▶ _TASK BRIEF_
Select each line in the entries below that contains the string "positive".
+++ RECORDS PROVIDED
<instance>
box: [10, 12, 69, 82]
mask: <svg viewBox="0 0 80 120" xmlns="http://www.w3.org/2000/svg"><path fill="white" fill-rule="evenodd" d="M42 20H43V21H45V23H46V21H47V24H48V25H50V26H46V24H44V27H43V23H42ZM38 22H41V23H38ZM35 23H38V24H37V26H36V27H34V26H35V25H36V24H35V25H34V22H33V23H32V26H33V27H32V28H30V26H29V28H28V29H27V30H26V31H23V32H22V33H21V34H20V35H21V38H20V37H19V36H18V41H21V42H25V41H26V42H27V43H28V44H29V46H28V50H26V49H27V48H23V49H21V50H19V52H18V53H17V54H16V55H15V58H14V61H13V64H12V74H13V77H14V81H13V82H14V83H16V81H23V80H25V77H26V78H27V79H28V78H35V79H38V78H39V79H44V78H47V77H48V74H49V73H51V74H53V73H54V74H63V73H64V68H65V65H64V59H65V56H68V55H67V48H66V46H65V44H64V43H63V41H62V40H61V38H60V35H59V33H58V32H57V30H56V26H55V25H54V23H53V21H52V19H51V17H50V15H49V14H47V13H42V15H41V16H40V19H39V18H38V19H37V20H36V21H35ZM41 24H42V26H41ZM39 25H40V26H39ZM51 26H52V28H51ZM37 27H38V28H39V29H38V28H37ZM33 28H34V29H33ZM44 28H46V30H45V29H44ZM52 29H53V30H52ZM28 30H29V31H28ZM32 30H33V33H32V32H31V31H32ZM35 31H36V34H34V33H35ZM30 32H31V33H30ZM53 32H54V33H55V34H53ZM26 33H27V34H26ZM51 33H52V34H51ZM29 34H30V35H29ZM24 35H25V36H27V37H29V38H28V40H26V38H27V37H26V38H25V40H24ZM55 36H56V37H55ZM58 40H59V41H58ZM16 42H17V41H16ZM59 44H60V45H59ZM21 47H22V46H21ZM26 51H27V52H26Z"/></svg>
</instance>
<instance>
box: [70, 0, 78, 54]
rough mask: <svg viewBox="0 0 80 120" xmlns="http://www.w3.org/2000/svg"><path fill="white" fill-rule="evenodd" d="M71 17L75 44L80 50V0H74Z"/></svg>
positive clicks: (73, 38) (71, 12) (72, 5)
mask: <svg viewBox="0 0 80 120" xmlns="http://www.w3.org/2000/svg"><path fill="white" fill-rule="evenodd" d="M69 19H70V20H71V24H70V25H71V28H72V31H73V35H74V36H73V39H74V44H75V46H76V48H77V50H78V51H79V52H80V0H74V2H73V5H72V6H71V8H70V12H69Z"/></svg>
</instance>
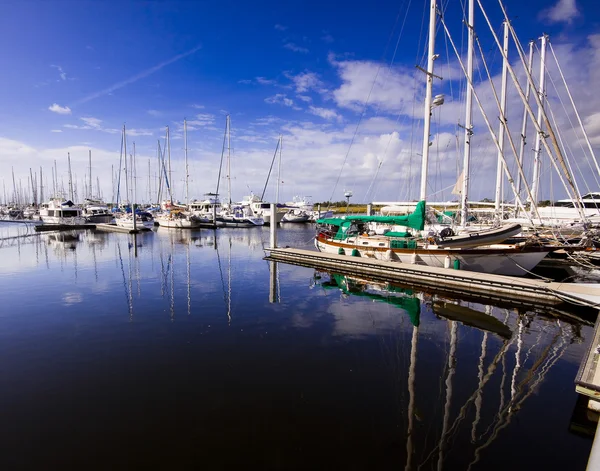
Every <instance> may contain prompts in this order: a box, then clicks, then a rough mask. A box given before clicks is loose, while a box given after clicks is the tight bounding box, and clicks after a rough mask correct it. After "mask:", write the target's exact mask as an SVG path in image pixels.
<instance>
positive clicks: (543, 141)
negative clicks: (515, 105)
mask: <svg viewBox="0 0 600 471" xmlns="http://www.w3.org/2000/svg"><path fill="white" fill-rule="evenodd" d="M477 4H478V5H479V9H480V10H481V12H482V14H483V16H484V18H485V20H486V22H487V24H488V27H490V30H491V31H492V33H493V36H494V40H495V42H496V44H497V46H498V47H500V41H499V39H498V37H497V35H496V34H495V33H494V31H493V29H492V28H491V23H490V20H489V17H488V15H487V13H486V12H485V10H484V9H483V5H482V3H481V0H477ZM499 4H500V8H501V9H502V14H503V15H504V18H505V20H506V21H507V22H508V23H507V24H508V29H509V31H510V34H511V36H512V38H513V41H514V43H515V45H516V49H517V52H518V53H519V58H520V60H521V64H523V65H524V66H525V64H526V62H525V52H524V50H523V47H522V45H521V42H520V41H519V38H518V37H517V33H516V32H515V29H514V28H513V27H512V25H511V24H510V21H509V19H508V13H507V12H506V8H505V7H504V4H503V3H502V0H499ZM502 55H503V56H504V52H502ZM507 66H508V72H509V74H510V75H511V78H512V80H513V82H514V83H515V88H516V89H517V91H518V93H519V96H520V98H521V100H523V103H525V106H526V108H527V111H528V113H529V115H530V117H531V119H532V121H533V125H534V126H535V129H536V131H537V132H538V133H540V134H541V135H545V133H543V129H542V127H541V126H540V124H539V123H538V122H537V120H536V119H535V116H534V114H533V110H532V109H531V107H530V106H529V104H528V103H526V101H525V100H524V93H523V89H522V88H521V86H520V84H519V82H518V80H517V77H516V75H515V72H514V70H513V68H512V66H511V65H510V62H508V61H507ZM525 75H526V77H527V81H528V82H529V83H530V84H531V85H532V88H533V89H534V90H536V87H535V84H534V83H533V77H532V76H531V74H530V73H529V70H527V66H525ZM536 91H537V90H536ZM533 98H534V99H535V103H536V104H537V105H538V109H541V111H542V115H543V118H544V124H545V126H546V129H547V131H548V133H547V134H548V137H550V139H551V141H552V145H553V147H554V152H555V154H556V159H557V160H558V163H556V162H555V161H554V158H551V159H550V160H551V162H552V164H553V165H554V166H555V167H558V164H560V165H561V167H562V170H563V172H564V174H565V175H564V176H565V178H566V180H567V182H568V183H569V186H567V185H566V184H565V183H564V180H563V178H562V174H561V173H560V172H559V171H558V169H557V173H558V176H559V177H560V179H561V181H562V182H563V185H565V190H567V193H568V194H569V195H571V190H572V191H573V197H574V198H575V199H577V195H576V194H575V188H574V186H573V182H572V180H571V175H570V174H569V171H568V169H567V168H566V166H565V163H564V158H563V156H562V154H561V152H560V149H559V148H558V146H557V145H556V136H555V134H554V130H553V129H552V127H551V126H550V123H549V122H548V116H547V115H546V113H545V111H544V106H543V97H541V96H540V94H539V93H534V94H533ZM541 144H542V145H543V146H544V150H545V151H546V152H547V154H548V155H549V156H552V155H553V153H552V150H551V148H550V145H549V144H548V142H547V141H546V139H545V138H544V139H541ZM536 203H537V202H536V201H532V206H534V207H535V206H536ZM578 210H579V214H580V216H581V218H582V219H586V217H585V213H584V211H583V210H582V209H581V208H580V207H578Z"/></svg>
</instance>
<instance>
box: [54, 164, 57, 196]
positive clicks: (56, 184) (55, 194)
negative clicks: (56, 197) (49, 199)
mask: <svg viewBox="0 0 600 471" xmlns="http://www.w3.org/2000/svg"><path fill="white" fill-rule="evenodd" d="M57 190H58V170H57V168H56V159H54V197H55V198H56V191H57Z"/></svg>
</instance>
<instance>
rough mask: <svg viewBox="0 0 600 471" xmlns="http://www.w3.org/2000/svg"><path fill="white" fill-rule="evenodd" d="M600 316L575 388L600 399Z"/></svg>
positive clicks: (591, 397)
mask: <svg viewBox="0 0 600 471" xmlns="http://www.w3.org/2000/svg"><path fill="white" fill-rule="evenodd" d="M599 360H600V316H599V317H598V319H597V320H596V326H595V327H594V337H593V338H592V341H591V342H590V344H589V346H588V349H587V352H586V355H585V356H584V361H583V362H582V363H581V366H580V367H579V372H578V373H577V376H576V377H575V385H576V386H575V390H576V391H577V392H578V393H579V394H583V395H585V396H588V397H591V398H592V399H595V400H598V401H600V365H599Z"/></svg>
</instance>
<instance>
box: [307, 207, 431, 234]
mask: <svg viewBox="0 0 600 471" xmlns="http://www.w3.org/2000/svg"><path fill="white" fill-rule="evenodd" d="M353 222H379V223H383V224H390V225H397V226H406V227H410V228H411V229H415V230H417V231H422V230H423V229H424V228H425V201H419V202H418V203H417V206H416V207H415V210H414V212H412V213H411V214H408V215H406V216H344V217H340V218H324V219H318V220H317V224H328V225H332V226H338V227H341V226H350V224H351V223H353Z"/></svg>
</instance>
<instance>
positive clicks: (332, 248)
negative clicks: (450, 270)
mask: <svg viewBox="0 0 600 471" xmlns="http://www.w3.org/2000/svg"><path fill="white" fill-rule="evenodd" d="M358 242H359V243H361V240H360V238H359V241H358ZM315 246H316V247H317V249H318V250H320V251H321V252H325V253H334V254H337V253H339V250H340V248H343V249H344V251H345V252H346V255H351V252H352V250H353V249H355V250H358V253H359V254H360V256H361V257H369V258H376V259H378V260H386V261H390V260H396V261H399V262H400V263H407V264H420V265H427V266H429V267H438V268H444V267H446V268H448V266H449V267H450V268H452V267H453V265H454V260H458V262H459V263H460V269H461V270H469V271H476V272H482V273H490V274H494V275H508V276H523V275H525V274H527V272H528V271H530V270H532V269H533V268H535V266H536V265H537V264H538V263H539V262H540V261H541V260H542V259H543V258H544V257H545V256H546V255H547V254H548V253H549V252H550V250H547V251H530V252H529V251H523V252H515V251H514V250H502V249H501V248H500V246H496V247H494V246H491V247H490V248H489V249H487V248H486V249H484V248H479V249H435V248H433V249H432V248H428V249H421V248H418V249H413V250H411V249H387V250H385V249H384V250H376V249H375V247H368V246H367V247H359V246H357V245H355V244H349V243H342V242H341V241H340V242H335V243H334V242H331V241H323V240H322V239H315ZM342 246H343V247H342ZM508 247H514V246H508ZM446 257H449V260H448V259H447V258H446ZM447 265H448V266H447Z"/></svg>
++++++
▶ _ANSWER AREA_
positive clicks: (73, 38) (71, 12) (72, 5)
positive clicks: (543, 141)
positive clicks: (56, 184) (55, 194)
positive clicks: (591, 397)
positive clicks: (332, 248)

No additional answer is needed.